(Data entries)
■ ■ ■ ■ ■ ■ ■
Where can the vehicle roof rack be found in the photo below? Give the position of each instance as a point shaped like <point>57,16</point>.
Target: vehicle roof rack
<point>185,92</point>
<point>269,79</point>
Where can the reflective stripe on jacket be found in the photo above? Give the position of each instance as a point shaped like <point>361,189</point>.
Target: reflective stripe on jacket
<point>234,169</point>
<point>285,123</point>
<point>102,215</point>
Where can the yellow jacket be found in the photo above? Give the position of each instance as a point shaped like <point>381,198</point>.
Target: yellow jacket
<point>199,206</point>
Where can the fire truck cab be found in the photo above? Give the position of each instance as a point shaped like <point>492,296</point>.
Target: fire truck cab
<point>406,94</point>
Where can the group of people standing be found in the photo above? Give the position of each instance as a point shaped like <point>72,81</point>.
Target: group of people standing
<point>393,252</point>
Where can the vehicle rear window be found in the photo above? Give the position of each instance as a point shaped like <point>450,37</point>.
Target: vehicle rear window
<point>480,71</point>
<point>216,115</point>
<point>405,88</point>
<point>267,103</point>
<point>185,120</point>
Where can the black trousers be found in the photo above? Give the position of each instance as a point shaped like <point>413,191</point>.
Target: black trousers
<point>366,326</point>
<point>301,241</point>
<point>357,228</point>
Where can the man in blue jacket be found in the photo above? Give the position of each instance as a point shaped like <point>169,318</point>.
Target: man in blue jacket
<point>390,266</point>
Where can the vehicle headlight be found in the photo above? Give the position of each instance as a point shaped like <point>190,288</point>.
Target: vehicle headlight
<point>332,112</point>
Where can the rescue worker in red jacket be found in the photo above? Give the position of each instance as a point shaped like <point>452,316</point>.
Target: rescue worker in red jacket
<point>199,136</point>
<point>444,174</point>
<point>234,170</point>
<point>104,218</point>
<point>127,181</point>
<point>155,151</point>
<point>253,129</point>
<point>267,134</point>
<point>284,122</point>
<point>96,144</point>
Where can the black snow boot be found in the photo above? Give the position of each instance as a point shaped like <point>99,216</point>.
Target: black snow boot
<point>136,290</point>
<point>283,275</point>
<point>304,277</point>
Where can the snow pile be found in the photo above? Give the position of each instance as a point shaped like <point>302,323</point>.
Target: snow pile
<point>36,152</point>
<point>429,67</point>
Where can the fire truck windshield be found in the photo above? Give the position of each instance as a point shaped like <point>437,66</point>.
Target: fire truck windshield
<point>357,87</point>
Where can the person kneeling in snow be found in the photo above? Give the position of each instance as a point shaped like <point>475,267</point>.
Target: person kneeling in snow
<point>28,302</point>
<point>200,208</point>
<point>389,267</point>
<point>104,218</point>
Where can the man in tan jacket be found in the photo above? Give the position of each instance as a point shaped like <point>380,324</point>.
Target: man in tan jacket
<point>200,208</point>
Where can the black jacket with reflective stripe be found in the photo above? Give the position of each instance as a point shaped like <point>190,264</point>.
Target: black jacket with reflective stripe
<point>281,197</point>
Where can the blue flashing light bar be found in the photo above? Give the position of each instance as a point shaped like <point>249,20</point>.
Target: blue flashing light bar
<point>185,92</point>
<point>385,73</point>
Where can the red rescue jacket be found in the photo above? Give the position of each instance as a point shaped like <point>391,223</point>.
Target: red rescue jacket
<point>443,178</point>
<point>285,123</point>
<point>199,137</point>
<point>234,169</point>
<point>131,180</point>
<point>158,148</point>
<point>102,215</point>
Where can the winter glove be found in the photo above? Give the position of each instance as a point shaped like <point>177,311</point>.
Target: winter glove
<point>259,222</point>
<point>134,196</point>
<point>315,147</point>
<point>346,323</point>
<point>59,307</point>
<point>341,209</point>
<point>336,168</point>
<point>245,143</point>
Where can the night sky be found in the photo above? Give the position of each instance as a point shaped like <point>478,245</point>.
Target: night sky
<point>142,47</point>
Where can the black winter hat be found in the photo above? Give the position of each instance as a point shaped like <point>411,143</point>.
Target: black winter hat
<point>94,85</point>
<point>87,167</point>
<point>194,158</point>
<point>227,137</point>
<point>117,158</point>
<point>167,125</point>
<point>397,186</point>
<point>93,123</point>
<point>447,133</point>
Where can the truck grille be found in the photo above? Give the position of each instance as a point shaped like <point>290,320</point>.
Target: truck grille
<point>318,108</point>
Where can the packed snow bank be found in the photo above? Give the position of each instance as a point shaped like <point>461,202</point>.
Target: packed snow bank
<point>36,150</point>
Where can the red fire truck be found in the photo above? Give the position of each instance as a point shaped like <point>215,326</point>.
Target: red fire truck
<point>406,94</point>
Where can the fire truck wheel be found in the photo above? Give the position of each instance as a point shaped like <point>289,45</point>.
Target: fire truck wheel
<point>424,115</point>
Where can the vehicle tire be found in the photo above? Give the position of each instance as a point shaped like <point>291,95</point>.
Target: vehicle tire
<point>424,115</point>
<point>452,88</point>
■ ■ ■ ■ ■ ■ ■
» **Goal of the exercise**
Rewrite all the lines above, changing each "instance" to "occurrence" and keeping everything else the same.

» **Result of this exercise**
Where can the vehicle roof rack be found in the photo below? Give the position of each occurrence as a point shaped like <point>57,16</point>.
Target: vehicle roof rack
<point>185,92</point>
<point>269,79</point>
Where can the reflective stripe on jacket be found in the photo above? Give the position of each occurrence as a point shaped like <point>361,189</point>.
Target: reflective stripe on jacket
<point>234,169</point>
<point>285,123</point>
<point>102,215</point>
Where can the yellow jacket be found in the photo above? Give the position of each occurrence as a point shaped like <point>381,198</point>.
Target: yellow jacket
<point>199,206</point>
Where can the fire truck cab be found in the photo above? Give the position of each occurrence as a point shaped like <point>492,296</point>.
Target: fire truck cab
<point>406,94</point>
Where can the group of people standing be found in the photo above? Give the position of each occurrence as a point shaped like <point>72,81</point>.
Target: group of people standing
<point>393,252</point>
Where can the vehicle rear window be found in the photo above? Give the position of each occurrence as a point shaped like <point>450,37</point>.
Target: vehicle rear window
<point>480,71</point>
<point>216,115</point>
<point>405,88</point>
<point>267,103</point>
<point>185,120</point>
Where can the black trousers be found in the photo above? Give the position of each occurrence as a point shaped like <point>413,191</point>.
Target: black trousers
<point>366,326</point>
<point>301,241</point>
<point>357,228</point>
Where can the man in blue jacket be found in the photo above? Give the position of each occurrence as a point shaped like <point>169,318</point>.
Target: man in blue jacket
<point>390,266</point>
Where can the vehicle headlight be found in the photo above? Give the position of each occurrence as a point shaped like <point>190,288</point>.
Target: vehicle headlight
<point>332,112</point>
Where can the rescue worker in red jacket be found in the photo above? Give the position of each occurrence as a point shaped like <point>452,316</point>.
Target: rescue worker in red jacket
<point>199,136</point>
<point>444,174</point>
<point>234,170</point>
<point>104,218</point>
<point>127,181</point>
<point>155,151</point>
<point>253,129</point>
<point>267,134</point>
<point>284,122</point>
<point>96,144</point>
Where can the black snow boot be found in the photo above? Give the position of each occurrence as a point shaped like <point>99,216</point>.
Target: black snow boot
<point>136,290</point>
<point>283,275</point>
<point>304,277</point>
Where can the snow pile be found in the photo above? Give the position of each occurrence as a point shaped like <point>302,323</point>.
Target: snow pile
<point>36,152</point>
<point>429,67</point>
Where can the fire truck windshield be found in the photo above? Give the position of each occurrence as a point shaped like <point>437,66</point>.
Target: fire truck windshield
<point>357,87</point>
Where can the person kneeling in snow be found in the photo above? Give the position of each occurrence as a point shaped like <point>475,267</point>.
Target: person kneeling in snow
<point>28,302</point>
<point>200,208</point>
<point>389,267</point>
<point>104,218</point>
Where can the man in tan jacket be found in the photo above? Give the position of each occurrence as a point shaped like <point>380,324</point>.
Target: man in tan jacket
<point>200,208</point>
Where can the black jacket with reflective stripe be found in the photo above? Give the position of each occurrence as a point shaped like <point>190,264</point>.
Target: black jacket with reflective stripe
<point>281,197</point>
Where can the blue flashing light bar be found in the photo above? Give the position of each occurrence as a point shaped like <point>249,20</point>.
Target: blue flashing light bar
<point>185,92</point>
<point>385,73</point>
Where can the red rescue jacket be found in the photo above? Give the position of each occurrence as a point shaped like <point>391,223</point>.
Target: red rescue jacket
<point>443,178</point>
<point>285,123</point>
<point>199,137</point>
<point>234,169</point>
<point>131,180</point>
<point>158,148</point>
<point>102,215</point>
Where can the winter glove be found in the photo above? Give the position of each occurrence as a point shaped like <point>177,311</point>.
Target: winter glove
<point>259,222</point>
<point>134,196</point>
<point>315,147</point>
<point>346,323</point>
<point>59,307</point>
<point>341,209</point>
<point>336,168</point>
<point>245,143</point>
Where can the night sky be found in the photo above? Give the position of each occurrence as a point shaped like <point>478,245</point>.
Target: night sky
<point>142,47</point>
Where can the black winter hat be found in the photo above? Give the position of each occurrence as a point shaped like <point>411,143</point>.
Target: black winter hat
<point>94,85</point>
<point>87,167</point>
<point>194,158</point>
<point>227,137</point>
<point>117,158</point>
<point>167,125</point>
<point>397,186</point>
<point>93,123</point>
<point>447,133</point>
Where can the truck grille be found in the photo above? Give the position of each occurrence as a point shaped like <point>290,320</point>.
Target: truck grille
<point>318,108</point>
Where can the packed snow bank be found in the photo above? Give the position of each occurrence as a point shaped like <point>461,202</point>.
Target: packed snow bank
<point>36,150</point>
Where can the red fire truck be found in the photo above? Give the position of each occurrence as a point shaped like <point>215,326</point>.
Target: red fire truck
<point>406,94</point>
Where can the fire truck wheel be found in the photo above? Give the position of each occurrence as a point shaped like <point>289,45</point>.
Target: fire truck wheel
<point>424,115</point>
Where can the vehicle tire be found in the photo above? Give the position of each occurrence as a point shaped like <point>291,95</point>.
Target: vehicle tire
<point>424,115</point>
<point>452,88</point>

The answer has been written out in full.